- DVD cover
- Directed by: Chetan Prakash
- Written by: Iqbal Durrani (dialogue)
- Screenplay by: Iqbal Durrani
- Story by: Iqbal Durrani
- Produced by: Salim Akhtar Shama Akhtar
- Starring: Rani Mukherji Faraaz Khan
- Cinematography: Akram Khan
- Edited by: Waman Bhosle
- Music by: Babul Bose
- Production company: Aftab Pictures Pvt. Ltd.
- Distributed by: NH Studioz
- Release date: 13 November 1998;
- Country: India
- Language: Hindi

= Mehndi (1998 film) =

Mehndi is a 1998 Indian Hindi-language drama film written and directed by Hamid Ali Khan. It stars Rani Mukerji and Faraaz Khan.

==Plot==
Pooja is Niranjan's new wife. She comes from a middle-class family. The first days pass happily. Niranjan decides to launch a factory and asks money from his father-in-law. But Pooja opposes the will. It reveals that Niranjan is in the habit of visiting brothels. His other family members regularly torture Pooja, Her mother-in-law curses Pooja saying her son faces hardships due to her. Niranjan is arrested by the police on the charge of murder and sentenced to death. That night a mysterious man visits their house and says he will stop Niranjan's hanging only if Pooja agrees to spend a night with him. To save her husband's life, Pooja unwillingly agrees but the man does nothing with her. Niranjan is released from jail and his mother turns him against Pooja. Niranjan and his family expel Pooja from the house, calling her "characterless" for spending the night with the unknown man. Thereafter Pooja's divorce case goes to the court. Her in-laws even insult her father and sister. Pooja's father is murdered by Pooja's sister-in-law's husband in the court. Pooja and her sister are distraught. She circles her father's funeral pyre and vows to destroy the home which destroyed her life. She provokes her sister-in-law's husband in court and he tries to shoot her but she kills him. Pooja gradually destroys her in-laws. Niranjan and his family try to burn Pooja alive but Pooja saves herself and shoots Niranjan. Her in-laws and a dying Niranjan ask her for forgiveness.

- - - - -

Task goal> Rewrite the film entry from "- Screenplay by: Iqbal" to "Pictures Pvt. Ltd.", changing "Screenplay" to "Script".

Material>
- - - - -

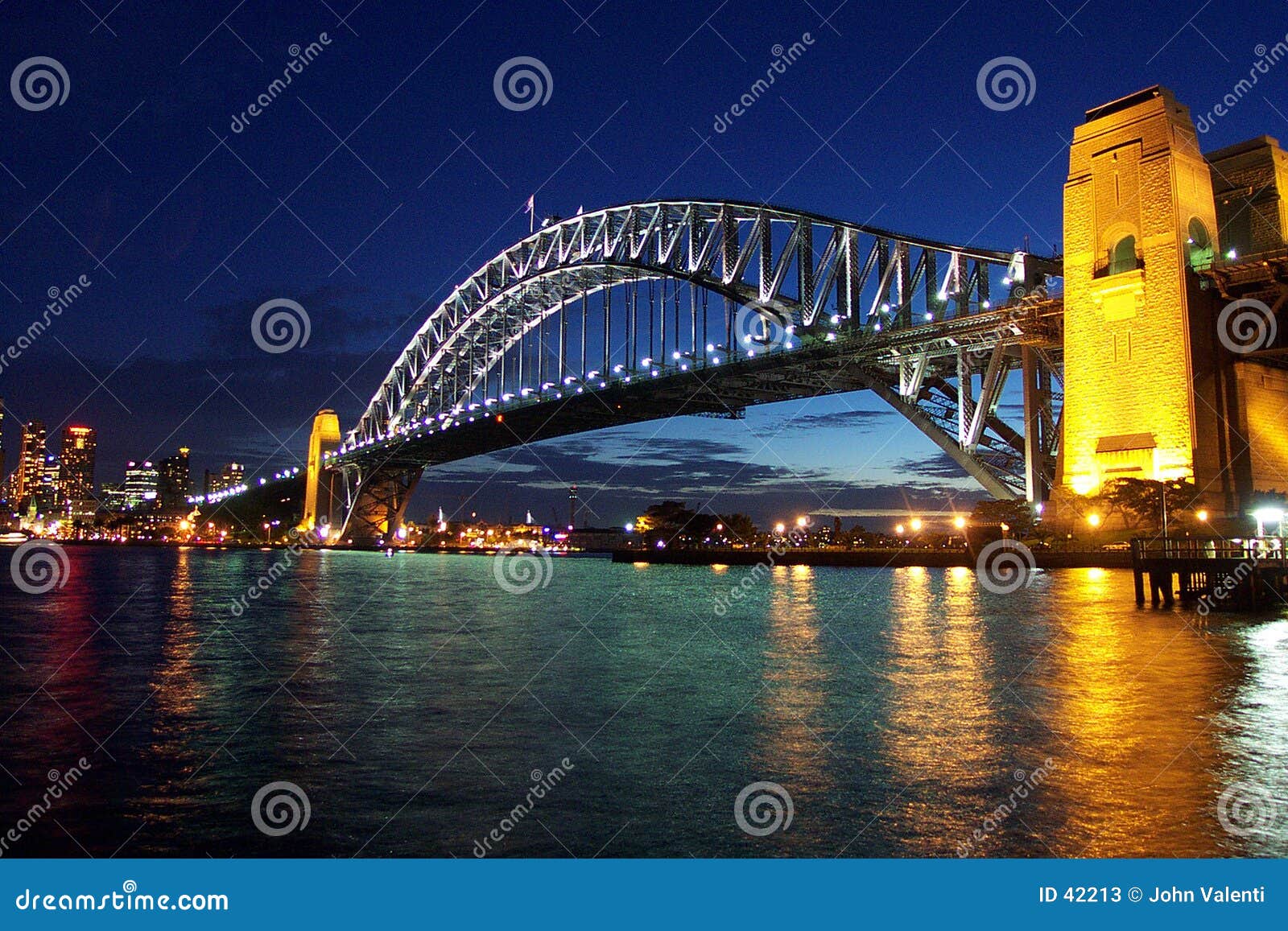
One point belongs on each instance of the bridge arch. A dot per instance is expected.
(658, 289)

- - - - -

Exercise output>
- Script by: Iqbal Durrani
- Story by: Iqbal Durrani
- Produced by: Salim Akhtar Shama Akhtar
- Starring: Rani Mukherji Faraaz Khan
- Cinematography: Akram Khan
- Edited by: Waman Bhosle
- Music by: Babul Bose
- Production company: Aftab Pictures Pvt. Ltd.